▶ **给定题目 a**
请把下方文档节选中的这句话译成英文:“下载对应版本的 Kafka 连接器 JAR 文件(如 flink-sql-connector-kafka-.jar),并放置到 Flink 的 lib/ 目录下。”

▶ **文档节选**
------
Flink SQL-Client Kafka connector

发布于:2025-04-01 ⋅ 阅读:(22) ⋅ 点赞:(0)

下载对应版本的 Kafka 连接器 JAR 文件(如 flink-sql-connector-kafka-.jar),并放置到 Flink 的 lib/ 目录下。

Source

CREATE TABLE kafka_source (
    user_id STRING,
    event_time TIMESTAMP(3),
    action STRING,
    -- 定义事件时间与 Watermark
    WATERMARK FOR event_time AS event_time - INTERVAL '5' SECOND
) WITH (
    'connector' = 'kafka',                      -- 指定连接器类型
    'topic' = 'test',                    -- Kafka Topic 名称
    'properties.bootstrap.servers' = 'chb1:9092',  -- Kafka Broker 地址
    'properties.group.id' = 'flink-sql-group',  -- 消费者组 ID
    'scan.startup.mode' = 'earliest-offset',    -- 初始消费位点(可选:latest-offset)
    'format' = 'json'                           -- 数据格式(JSON、Avro 等)
);

Sink


drop table kafka_sink;
CREATE TABLE kafka_sink (
    user_id STRING,
    window_start TIMESTAMP(3),
    action_count BIGINT
) WITH (
    'connector' = 'kafka',                      -- 连接器类型
    'topic' = 'output_topic',                   -- 目标 Topic
	'properties.group.id' = 'ksink-01',
    'properties.bootstrap.servers' = 'chb1:9092',
    'properties.auto.offset.reset' = 'earliest',
    'format' = 'json',                          -- 数据格式
    'sink.partitioner' = 'round-robin',         -- 分区策略(round-robin、key-hash)
	-- 事务
	'properties.transaction.timeout.ms'='300000',
    'sink.transactional-id-prefix' = 'ksink-tid-',	
    'sink.delivery-guarantee' = 'exactly-once'  -- 投递语义(需开启 Checkpoint)
------
▶ **给定题目 b**
统计下方的行中包含字符串“rock”的行数,区分大小写,只写出数字。
------
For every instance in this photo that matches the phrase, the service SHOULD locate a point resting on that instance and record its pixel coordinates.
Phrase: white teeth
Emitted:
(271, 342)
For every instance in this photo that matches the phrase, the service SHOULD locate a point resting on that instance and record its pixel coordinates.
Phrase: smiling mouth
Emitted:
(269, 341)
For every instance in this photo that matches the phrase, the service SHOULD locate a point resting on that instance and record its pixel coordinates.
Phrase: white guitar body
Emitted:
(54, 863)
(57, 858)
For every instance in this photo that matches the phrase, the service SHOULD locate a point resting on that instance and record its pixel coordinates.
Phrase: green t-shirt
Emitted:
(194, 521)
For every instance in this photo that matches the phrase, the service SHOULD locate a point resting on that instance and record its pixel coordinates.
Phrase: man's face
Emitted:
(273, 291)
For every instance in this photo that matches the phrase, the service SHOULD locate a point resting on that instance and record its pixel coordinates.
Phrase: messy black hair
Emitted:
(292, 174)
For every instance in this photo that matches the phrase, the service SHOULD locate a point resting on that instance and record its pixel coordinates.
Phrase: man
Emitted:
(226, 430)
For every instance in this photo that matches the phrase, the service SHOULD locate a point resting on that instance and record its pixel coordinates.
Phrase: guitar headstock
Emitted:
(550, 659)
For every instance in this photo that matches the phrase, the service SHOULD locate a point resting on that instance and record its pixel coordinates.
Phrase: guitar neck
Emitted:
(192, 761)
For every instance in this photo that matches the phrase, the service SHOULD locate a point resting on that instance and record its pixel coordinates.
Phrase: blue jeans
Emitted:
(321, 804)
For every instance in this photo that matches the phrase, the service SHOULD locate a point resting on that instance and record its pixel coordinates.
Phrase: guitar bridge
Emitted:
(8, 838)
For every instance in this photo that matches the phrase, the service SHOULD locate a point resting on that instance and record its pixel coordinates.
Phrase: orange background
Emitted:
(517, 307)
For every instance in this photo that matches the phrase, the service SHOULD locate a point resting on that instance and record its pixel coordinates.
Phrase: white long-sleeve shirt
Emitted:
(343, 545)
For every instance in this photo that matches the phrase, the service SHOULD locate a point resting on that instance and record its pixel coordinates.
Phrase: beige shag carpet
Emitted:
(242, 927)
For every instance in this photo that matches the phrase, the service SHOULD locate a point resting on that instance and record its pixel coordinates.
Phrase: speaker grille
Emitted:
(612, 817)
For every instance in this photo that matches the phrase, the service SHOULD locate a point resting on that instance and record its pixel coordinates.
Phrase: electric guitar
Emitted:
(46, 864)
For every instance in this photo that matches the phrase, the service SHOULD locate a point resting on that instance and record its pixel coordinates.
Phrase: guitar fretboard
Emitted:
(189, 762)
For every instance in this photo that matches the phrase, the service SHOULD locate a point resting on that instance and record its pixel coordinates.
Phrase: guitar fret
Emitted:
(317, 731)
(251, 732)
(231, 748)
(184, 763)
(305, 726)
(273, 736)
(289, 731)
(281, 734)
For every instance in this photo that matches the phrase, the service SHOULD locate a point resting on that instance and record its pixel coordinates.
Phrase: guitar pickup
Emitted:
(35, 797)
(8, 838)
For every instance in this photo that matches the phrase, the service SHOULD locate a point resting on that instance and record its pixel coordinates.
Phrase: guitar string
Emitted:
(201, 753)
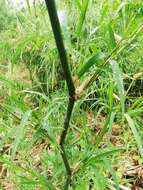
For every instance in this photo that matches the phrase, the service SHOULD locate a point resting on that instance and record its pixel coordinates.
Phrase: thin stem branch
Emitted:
(71, 88)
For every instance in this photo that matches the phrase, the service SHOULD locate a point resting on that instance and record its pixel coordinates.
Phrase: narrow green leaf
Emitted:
(111, 170)
(19, 132)
(135, 133)
(82, 17)
(103, 154)
(117, 74)
(98, 57)
(112, 42)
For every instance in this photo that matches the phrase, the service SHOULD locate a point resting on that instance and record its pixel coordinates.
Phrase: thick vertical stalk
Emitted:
(60, 45)
(71, 88)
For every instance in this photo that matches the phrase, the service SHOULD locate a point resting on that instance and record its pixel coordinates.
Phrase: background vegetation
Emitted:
(104, 144)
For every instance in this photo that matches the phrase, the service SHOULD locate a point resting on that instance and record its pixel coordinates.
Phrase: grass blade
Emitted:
(82, 17)
(19, 132)
(117, 74)
(112, 38)
(135, 133)
(98, 57)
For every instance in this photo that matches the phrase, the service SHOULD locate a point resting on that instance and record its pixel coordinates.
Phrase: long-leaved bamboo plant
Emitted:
(74, 91)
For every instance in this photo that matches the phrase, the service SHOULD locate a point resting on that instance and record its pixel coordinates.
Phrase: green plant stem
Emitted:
(71, 88)
(62, 141)
(60, 45)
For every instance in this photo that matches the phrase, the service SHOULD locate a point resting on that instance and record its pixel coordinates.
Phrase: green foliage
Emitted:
(105, 41)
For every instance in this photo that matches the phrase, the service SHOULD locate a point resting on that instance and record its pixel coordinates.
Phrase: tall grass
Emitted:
(103, 70)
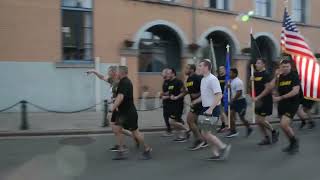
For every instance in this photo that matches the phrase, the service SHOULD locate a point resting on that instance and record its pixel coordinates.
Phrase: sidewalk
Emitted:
(84, 122)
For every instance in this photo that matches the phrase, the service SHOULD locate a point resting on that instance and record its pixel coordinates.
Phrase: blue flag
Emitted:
(225, 93)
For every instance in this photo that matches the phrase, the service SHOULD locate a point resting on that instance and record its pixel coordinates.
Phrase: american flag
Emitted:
(293, 43)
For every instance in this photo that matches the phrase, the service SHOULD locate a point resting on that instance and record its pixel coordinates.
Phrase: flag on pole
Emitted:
(255, 54)
(255, 51)
(293, 43)
(213, 59)
(227, 82)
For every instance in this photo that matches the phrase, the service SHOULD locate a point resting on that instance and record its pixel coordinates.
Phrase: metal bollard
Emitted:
(105, 122)
(24, 119)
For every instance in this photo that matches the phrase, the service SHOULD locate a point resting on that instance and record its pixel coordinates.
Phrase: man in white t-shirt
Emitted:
(210, 97)
(238, 104)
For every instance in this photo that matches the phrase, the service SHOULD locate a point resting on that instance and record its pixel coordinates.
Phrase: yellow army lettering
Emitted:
(258, 78)
(189, 84)
(285, 83)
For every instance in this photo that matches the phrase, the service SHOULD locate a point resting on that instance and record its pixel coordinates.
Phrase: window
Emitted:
(219, 4)
(299, 10)
(263, 8)
(77, 29)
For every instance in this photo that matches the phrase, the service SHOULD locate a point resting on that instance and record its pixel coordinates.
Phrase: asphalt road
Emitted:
(87, 158)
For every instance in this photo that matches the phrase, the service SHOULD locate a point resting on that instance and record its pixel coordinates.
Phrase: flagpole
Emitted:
(214, 63)
(229, 98)
(252, 86)
(253, 95)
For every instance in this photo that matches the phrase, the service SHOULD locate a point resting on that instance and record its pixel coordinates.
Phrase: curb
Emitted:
(90, 132)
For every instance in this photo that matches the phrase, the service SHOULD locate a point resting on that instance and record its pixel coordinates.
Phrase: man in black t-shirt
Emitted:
(176, 93)
(288, 87)
(113, 79)
(128, 116)
(304, 111)
(264, 104)
(193, 89)
(165, 99)
(223, 116)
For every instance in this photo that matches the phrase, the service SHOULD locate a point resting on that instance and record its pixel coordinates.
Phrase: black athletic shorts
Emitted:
(288, 108)
(264, 107)
(196, 109)
(128, 120)
(114, 116)
(306, 103)
(175, 111)
(239, 106)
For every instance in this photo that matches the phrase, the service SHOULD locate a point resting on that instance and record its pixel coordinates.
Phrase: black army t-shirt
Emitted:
(260, 81)
(193, 84)
(125, 87)
(286, 84)
(165, 90)
(174, 88)
(222, 82)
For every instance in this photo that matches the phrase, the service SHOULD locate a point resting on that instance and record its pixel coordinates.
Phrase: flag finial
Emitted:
(286, 3)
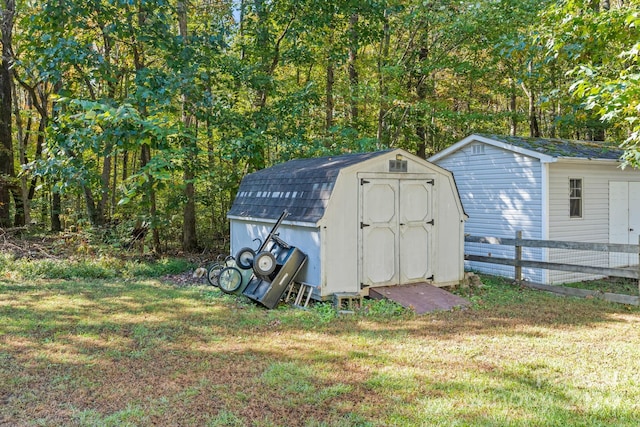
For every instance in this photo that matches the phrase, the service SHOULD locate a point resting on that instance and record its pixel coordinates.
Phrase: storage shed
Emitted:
(364, 220)
(550, 189)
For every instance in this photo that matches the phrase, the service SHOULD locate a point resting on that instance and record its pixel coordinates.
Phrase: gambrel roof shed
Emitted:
(364, 219)
(548, 188)
(302, 186)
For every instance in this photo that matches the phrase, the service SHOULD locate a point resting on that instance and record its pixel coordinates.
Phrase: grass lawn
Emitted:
(142, 351)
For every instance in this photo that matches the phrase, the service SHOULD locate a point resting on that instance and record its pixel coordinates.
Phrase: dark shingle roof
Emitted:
(562, 147)
(302, 186)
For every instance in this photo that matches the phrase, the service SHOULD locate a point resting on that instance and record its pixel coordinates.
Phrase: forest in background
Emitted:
(116, 114)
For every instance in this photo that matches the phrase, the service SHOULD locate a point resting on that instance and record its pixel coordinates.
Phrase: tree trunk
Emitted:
(421, 93)
(7, 172)
(329, 95)
(145, 149)
(56, 209)
(23, 216)
(513, 117)
(353, 72)
(189, 237)
(382, 133)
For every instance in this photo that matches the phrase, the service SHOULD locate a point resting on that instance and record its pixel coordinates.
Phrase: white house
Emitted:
(550, 189)
(364, 220)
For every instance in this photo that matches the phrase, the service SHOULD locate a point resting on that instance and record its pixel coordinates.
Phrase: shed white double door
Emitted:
(396, 227)
(624, 219)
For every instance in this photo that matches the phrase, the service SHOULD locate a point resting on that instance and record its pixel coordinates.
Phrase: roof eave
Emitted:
(588, 160)
(270, 220)
(544, 158)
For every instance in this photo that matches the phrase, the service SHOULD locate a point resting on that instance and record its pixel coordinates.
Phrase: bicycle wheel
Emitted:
(213, 273)
(244, 258)
(229, 279)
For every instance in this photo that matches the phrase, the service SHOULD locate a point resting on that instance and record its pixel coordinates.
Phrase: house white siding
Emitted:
(502, 192)
(593, 227)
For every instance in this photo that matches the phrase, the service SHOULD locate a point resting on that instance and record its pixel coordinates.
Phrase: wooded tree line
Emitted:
(117, 112)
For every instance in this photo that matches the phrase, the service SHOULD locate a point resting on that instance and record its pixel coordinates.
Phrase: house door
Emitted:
(624, 219)
(396, 226)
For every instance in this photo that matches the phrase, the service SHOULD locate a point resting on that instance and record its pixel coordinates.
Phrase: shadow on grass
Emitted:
(143, 353)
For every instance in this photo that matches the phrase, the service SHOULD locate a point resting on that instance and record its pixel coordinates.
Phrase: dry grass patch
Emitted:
(144, 352)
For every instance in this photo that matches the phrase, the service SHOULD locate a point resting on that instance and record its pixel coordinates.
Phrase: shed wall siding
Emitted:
(594, 225)
(501, 191)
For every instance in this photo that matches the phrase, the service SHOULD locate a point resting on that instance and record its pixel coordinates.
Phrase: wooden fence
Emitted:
(518, 263)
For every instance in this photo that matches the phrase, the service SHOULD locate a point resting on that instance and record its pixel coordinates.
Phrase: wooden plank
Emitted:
(585, 293)
(605, 271)
(420, 297)
(555, 244)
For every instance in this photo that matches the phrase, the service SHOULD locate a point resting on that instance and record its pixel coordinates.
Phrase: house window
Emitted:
(575, 198)
(478, 148)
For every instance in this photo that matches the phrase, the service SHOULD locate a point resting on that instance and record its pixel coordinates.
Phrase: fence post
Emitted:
(518, 257)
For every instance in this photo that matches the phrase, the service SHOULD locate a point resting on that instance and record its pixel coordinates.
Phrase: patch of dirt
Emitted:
(186, 279)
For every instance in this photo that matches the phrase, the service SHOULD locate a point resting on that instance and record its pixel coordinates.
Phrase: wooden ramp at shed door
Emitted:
(420, 297)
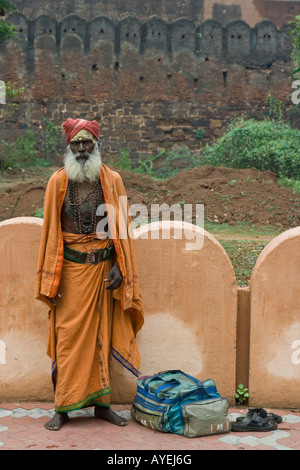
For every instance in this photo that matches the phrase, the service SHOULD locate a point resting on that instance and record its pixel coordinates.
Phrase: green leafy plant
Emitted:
(265, 145)
(295, 35)
(242, 394)
(199, 134)
(6, 29)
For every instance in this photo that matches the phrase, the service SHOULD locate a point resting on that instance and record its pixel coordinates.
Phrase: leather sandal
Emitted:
(254, 423)
(261, 412)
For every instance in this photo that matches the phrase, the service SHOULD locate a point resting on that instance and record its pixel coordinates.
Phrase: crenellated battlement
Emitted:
(236, 42)
(150, 83)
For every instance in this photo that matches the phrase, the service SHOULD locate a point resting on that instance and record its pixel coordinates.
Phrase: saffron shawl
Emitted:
(128, 318)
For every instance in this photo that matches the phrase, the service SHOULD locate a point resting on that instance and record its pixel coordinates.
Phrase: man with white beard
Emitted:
(90, 321)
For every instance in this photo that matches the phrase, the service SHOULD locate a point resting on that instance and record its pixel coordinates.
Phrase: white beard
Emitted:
(83, 170)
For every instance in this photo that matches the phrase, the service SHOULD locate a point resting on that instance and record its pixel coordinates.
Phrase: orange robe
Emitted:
(88, 323)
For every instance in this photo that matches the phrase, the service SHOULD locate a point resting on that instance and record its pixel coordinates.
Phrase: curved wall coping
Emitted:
(272, 245)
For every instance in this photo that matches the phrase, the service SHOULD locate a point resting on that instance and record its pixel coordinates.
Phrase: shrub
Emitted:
(265, 145)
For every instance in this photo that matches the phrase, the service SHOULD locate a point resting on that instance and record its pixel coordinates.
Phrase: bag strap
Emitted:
(170, 384)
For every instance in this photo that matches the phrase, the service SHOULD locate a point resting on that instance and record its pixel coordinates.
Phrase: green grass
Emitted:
(244, 251)
(244, 229)
(243, 255)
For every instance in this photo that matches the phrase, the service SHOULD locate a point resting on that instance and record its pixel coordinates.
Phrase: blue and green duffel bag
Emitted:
(173, 401)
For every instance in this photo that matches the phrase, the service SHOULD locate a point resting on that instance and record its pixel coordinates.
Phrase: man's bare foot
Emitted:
(58, 420)
(108, 414)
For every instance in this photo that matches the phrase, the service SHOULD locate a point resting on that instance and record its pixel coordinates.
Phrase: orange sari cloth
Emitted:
(80, 332)
(127, 317)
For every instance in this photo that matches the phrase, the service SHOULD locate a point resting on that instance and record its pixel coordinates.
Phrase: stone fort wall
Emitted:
(149, 83)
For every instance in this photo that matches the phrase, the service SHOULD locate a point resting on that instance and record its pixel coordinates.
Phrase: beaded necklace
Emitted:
(95, 195)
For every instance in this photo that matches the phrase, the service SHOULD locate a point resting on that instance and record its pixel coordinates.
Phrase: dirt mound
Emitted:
(228, 195)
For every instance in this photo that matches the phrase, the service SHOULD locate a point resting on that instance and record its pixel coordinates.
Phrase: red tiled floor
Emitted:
(22, 427)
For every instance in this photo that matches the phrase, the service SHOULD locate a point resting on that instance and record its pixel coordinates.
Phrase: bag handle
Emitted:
(166, 383)
(169, 384)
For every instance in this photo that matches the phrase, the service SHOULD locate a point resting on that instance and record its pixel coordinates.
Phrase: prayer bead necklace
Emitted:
(95, 195)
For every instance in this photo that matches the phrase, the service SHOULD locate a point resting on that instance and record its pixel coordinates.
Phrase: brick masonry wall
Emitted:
(150, 84)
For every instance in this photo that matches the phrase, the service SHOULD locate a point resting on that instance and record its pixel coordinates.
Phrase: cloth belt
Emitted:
(96, 256)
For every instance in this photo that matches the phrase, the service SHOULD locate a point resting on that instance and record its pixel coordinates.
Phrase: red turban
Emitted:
(73, 126)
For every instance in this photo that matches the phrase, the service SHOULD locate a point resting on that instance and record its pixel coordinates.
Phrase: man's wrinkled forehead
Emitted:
(82, 136)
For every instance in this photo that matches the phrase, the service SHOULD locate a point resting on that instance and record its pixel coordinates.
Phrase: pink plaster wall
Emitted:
(274, 378)
(23, 321)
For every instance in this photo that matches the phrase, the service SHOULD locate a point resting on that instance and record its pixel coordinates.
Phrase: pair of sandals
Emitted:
(257, 419)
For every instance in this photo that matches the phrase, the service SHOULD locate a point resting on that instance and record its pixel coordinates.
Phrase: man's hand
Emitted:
(52, 300)
(116, 275)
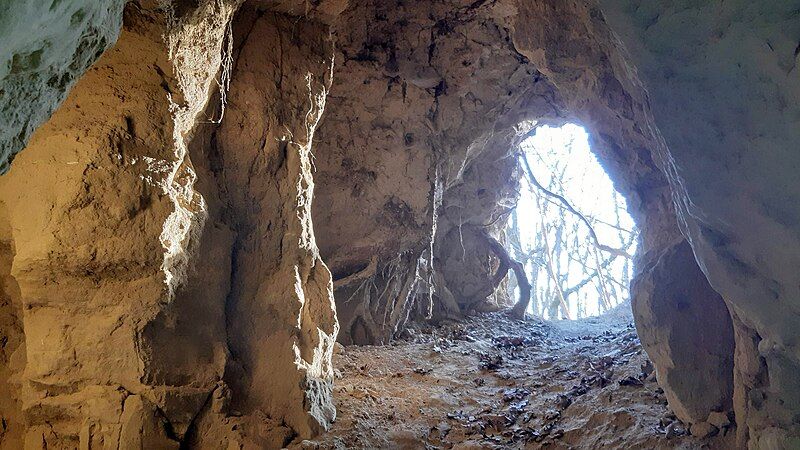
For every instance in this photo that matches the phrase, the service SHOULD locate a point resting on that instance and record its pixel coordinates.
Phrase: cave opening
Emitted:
(570, 229)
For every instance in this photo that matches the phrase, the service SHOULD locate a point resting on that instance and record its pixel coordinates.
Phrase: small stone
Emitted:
(703, 430)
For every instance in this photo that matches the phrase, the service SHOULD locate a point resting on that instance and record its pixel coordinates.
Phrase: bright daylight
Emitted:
(573, 273)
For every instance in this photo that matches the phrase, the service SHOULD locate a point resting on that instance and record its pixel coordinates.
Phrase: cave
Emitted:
(279, 224)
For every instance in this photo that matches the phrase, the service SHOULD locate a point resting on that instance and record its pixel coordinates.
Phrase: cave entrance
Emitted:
(571, 228)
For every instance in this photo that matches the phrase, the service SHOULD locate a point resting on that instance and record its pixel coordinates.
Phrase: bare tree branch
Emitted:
(570, 208)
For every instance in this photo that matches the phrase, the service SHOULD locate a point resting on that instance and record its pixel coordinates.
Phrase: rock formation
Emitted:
(161, 277)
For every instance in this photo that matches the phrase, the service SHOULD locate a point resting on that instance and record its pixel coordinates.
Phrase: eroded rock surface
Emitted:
(160, 277)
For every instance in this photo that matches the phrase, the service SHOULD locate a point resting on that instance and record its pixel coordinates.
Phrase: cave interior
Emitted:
(250, 223)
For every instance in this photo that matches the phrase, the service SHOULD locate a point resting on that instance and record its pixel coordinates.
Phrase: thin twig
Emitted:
(570, 208)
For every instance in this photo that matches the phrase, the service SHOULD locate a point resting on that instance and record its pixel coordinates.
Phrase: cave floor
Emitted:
(495, 382)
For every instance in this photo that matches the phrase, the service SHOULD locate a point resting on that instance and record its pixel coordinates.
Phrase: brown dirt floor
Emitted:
(492, 382)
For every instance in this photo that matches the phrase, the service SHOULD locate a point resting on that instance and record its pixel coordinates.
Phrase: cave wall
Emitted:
(724, 91)
(138, 296)
(163, 245)
(37, 69)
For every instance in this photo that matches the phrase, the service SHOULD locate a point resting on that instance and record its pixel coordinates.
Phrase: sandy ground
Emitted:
(494, 382)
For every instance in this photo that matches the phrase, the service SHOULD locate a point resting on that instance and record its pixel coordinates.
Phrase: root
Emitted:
(506, 262)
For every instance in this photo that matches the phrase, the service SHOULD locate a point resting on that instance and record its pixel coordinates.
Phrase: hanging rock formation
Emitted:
(161, 283)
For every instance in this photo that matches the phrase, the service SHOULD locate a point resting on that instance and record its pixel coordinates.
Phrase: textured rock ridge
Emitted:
(724, 89)
(161, 282)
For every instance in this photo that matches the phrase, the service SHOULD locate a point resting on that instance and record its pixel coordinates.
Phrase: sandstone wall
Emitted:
(160, 280)
(724, 90)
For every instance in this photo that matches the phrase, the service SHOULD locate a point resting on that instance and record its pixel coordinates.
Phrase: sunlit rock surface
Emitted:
(725, 94)
(160, 274)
------
▶ **正确答案 a**
Download the Kafka connector JAR file for the matching version (e.g., flink-sql-connector-kafka-.jar) and place it in Flink's lib/ directory.

▶ **正确答案 b**
5